-- Start Records for this task --

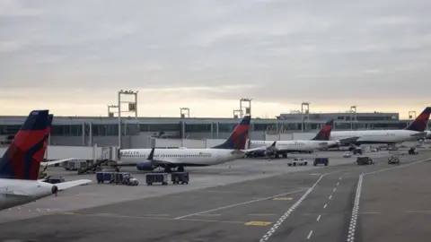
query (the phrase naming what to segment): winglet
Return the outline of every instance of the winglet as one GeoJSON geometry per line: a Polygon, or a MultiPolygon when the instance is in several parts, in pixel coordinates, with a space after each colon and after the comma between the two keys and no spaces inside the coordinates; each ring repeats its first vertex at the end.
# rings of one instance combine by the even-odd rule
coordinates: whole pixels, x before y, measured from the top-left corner
{"type": "Polygon", "coordinates": [[[416,117],[415,121],[411,123],[406,130],[417,131],[417,132],[424,132],[427,128],[427,125],[428,124],[429,115],[431,114],[431,107],[427,107],[425,109],[420,113],[418,117],[416,117]]]}
{"type": "Polygon", "coordinates": [[[148,155],[148,158],[147,158],[146,160],[154,160],[154,150],[155,150],[155,148],[151,149],[151,152],[150,152],[150,154],[148,155]]]}

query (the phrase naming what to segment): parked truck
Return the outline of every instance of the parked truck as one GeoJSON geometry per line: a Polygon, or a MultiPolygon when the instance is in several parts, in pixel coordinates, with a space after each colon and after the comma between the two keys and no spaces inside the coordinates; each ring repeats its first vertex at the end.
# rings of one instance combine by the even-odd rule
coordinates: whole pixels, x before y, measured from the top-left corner
{"type": "Polygon", "coordinates": [[[128,186],[137,186],[139,182],[128,172],[97,172],[97,183],[115,183],[128,186]]]}

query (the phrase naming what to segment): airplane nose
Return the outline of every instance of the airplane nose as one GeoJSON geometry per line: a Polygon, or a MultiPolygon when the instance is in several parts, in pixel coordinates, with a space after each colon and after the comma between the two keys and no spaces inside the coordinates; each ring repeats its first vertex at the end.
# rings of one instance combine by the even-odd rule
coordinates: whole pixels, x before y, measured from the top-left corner
{"type": "Polygon", "coordinates": [[[57,192],[58,192],[58,187],[57,186],[53,186],[51,188],[52,194],[55,194],[57,192]]]}

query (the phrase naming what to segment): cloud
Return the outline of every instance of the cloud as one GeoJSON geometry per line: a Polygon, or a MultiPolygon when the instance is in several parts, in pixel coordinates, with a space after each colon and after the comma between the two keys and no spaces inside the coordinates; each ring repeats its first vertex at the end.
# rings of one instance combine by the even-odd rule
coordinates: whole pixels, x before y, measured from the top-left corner
{"type": "Polygon", "coordinates": [[[0,1],[1,99],[104,113],[118,90],[133,89],[145,115],[156,110],[147,102],[173,110],[241,97],[277,107],[261,113],[304,100],[418,111],[431,90],[430,8],[426,0],[0,1]]]}

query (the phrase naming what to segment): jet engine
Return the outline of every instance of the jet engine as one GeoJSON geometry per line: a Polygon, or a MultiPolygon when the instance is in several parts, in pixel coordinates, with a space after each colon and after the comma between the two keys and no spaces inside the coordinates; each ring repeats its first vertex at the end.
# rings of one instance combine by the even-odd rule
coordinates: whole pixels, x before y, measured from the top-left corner
{"type": "Polygon", "coordinates": [[[155,167],[152,164],[151,161],[141,162],[136,165],[138,170],[153,170],[155,167]]]}
{"type": "Polygon", "coordinates": [[[57,194],[58,192],[58,187],[57,187],[57,186],[53,186],[51,187],[51,192],[53,194],[57,194]]]}

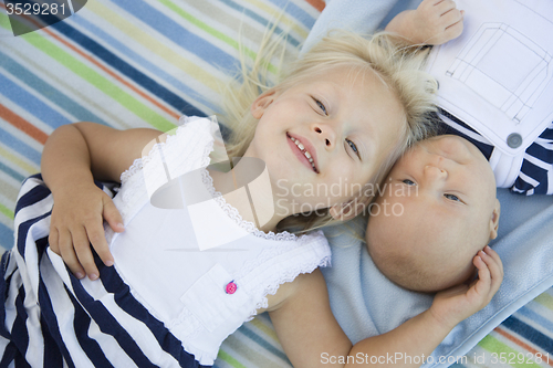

-- End Records for this task --

List every line of the records that contains the word "truck".

query (the phrase naming what to segment): parked truck
Return the outline of every instance of the parked truck as one GeoJSON geometry per line: a Polygon, or a MultiPolygon when the instance is in several parts, in pixel coordinates, with a space after each colon and after the comma between the two keys and no spaces inside the coordinates; each ring repeats its first vertex at the end.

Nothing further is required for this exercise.